*Quoted passage*:

Aquino made the call in a speech during the celebration of the 115th anniversary of the Declaration of Independence at the Liwasang Bonifacio in Manila last June 12.

 

Independence Day rites were also held in Rizal Park in Manila and at the Barasoain Church in Bulacan.

 

Vice President Jejomar Binay led the Rizal Park rites while Executive Secretary Paquito Ochoa Jr. presided over ceremonies at Barasoain Church.

 

“Aggression does not run in our veins, but neither will we back down from any challenge. And while we will protect our rights and continue to build consensus with all parties to promote calm and understanding, we must also increase the capabilities of our Armed Forces,” he said.

 

The President did not specify the potential threats to the country’s sovereignty but he was likely referring to China, whose forces have established presence in Philippine waters.

 

“Together with all these, we must also think of the lives of the millions of Filipinos that may be affected by the decisions we make as leaders,” Aquino said.

 

“We have never trampled upon the rights of others. We have not claimed or demanded territory that clearly belongs to another. We have neither condescended upon nor oppressed others,” he said.

 

“Harming others or sowing discord with other countries is not in our history. Similarly, it has never been the policy of the Philippines to take advantage of other countries. If there has been disagreement, the whole world has witnessed our willingness to sit down and conduct dialogues in a peaceful manner,” the President said.

 

“The only thing we have asked is that our territory, rights, and dignity be respected, in the same way that we have respected the territory, rights, and dignity of other peoples,” he said.

 

“We are doing this precisely because we know that this is the key to maintaining stability, and by doing so, to continue the journey towards widespread and lasting progress, not only in our country, but also in our region and in the whole world,” he added.

*Data records*:
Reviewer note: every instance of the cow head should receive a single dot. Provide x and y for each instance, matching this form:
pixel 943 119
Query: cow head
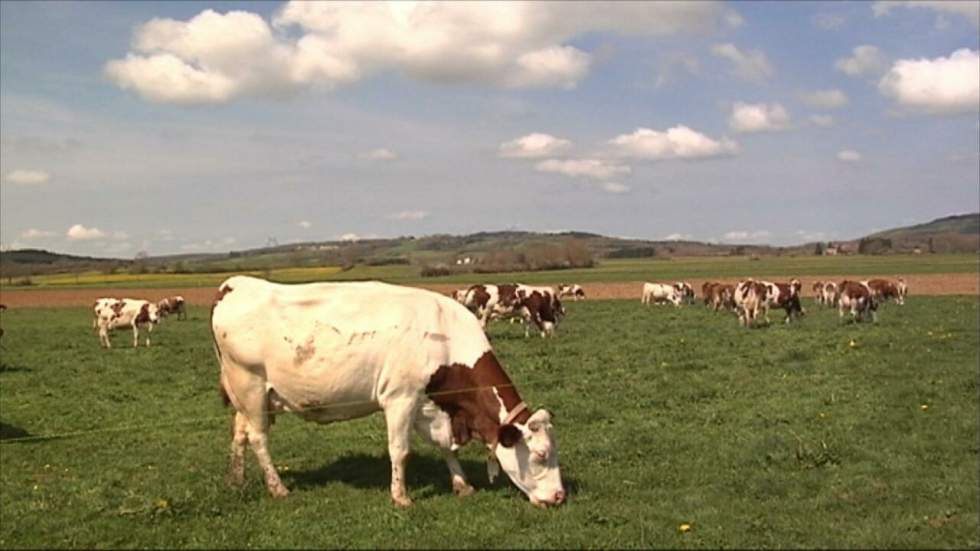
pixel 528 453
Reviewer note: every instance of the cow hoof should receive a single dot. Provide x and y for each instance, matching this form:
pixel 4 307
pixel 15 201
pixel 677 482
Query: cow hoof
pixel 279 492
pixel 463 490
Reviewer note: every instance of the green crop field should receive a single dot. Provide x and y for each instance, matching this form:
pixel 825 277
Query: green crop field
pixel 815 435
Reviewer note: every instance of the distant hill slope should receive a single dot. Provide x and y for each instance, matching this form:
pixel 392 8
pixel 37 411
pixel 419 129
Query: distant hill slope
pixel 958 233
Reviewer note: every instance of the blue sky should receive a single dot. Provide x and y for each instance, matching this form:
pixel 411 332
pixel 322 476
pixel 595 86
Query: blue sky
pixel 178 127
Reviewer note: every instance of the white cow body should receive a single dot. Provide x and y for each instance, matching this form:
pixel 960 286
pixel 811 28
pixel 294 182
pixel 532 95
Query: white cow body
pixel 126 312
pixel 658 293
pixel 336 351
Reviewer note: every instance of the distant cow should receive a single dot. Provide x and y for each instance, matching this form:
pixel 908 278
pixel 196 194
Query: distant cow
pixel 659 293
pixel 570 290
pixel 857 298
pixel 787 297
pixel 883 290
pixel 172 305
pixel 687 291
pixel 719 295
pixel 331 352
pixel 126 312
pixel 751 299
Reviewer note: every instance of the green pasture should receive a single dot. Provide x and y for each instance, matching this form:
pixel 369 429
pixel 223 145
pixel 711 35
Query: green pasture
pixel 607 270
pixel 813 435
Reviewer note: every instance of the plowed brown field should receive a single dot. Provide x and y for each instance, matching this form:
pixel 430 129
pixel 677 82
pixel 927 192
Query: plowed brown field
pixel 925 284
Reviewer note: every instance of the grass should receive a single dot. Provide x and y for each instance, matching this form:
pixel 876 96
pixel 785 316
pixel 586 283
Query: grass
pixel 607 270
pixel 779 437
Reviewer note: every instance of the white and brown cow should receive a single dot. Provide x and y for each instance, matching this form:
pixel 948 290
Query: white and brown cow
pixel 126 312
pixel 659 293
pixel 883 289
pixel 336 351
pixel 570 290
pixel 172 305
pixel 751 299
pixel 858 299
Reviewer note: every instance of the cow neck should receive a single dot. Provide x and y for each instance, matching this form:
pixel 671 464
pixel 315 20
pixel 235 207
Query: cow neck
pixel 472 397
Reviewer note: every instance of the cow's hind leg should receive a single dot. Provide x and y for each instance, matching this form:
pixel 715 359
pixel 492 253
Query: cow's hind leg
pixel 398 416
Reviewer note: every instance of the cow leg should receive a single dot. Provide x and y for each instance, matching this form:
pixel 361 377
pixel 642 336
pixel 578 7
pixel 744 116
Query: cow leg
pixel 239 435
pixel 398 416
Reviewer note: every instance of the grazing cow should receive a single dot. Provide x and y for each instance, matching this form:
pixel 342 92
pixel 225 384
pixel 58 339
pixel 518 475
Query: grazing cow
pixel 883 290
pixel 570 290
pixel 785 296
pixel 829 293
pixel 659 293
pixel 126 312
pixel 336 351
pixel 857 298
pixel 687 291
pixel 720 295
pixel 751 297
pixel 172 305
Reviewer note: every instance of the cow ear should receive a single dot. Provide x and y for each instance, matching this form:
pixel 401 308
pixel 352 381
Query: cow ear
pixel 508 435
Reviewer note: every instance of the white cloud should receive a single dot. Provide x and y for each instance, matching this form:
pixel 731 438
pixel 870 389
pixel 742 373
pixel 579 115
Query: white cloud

*Request*: Continue the news report on Aquino's Independence Day speech from its last paragraph.

*Output for this task*:
 

In a vin d’ honneur later at Malacañang, Aquino appealed to the diplomatic community to “continue working with us in realizing the full potential of the Filipino people and in finding solutions to the challenges that we collectively face.”

 

“To the continued partnership between all our nations – may we always endeavor to promote peace, amity, and unity for the advancement of humankind,” he said.

 

Bonifacio’s message

 

At the Liwasang Bonifacio, the President said Filipinos should follow an exhortation from the father of the Revolution, that they “must be of one will and one mind” in fighting oppression and injustices.

 

“This is the time for the light of truth to dawn; this is the time for us to show that we have our own sentiments, our own honor, our own shame and solidarity,” Aquino quoted Bonifacio as saying.

 

“Let us not wait 300 years, or three decades, or even three years, before we resolve to come together and gain freedom from hunger, poverty, or whatever threatens our sovereignty and security,” Aquino said.

 

“It is not right for Filipinos to have to stand suffering for even one minute longer,” he said, apparently referring to the long years Filipinos had endured under colonial rule.

 

“If it had only been possible, these problems should have been solved yesterday. But since this is impossible, let’s do it today. This is the time for our spirits, minds, and voices to become one. This is the time for us to offer our time and our strength. This is the time for us to act as one nation, so that we can realize our collective aspirations for the motherland,” the President said.

 

“I know that we can do this because we have the blood of heroes, and if (national hero Jose) Rizal, or Bonifacio, or even Ninoy or Cory asks, ‘Filipino, what have you done for your flag and your countrymen?’ We will meet their gaze, unafraid, and say, ‘This is what I have done for my country; I have given my heart and soul to uplift my nation,’” Aquino said.

 

“We witnessed the raising of the flag in front of the monument of the Katipunan’s Supremo to celebrate the 115th anniversary of the proclamation of the country’s independence. It is clear what his statue represents: that it is an honor to risk one’s life for one’s country; that those who have contributed to our freedom can hold their heads high. At the same time, Bonifacio’s stern gaze seems to pose a challenge to all of us: Filipino, what have you done for your flag and for your fellowmen?” Aquino said.

 

“The time of revolt against the oppression of colonizers has come and gone: Rizal and Bonifacio, the Katipuneros, and other Filipino heroes have already done their part. They did this firm in the knowledge that no one else was going to fight for our rights; no one else was going to work for the future of our country; no one else would push for our freedom – no one but we Filipinos,” he said. “No one else. Thanks to them, we have been declaring our freedom to the world for one hundred and fifteen years,” the President said.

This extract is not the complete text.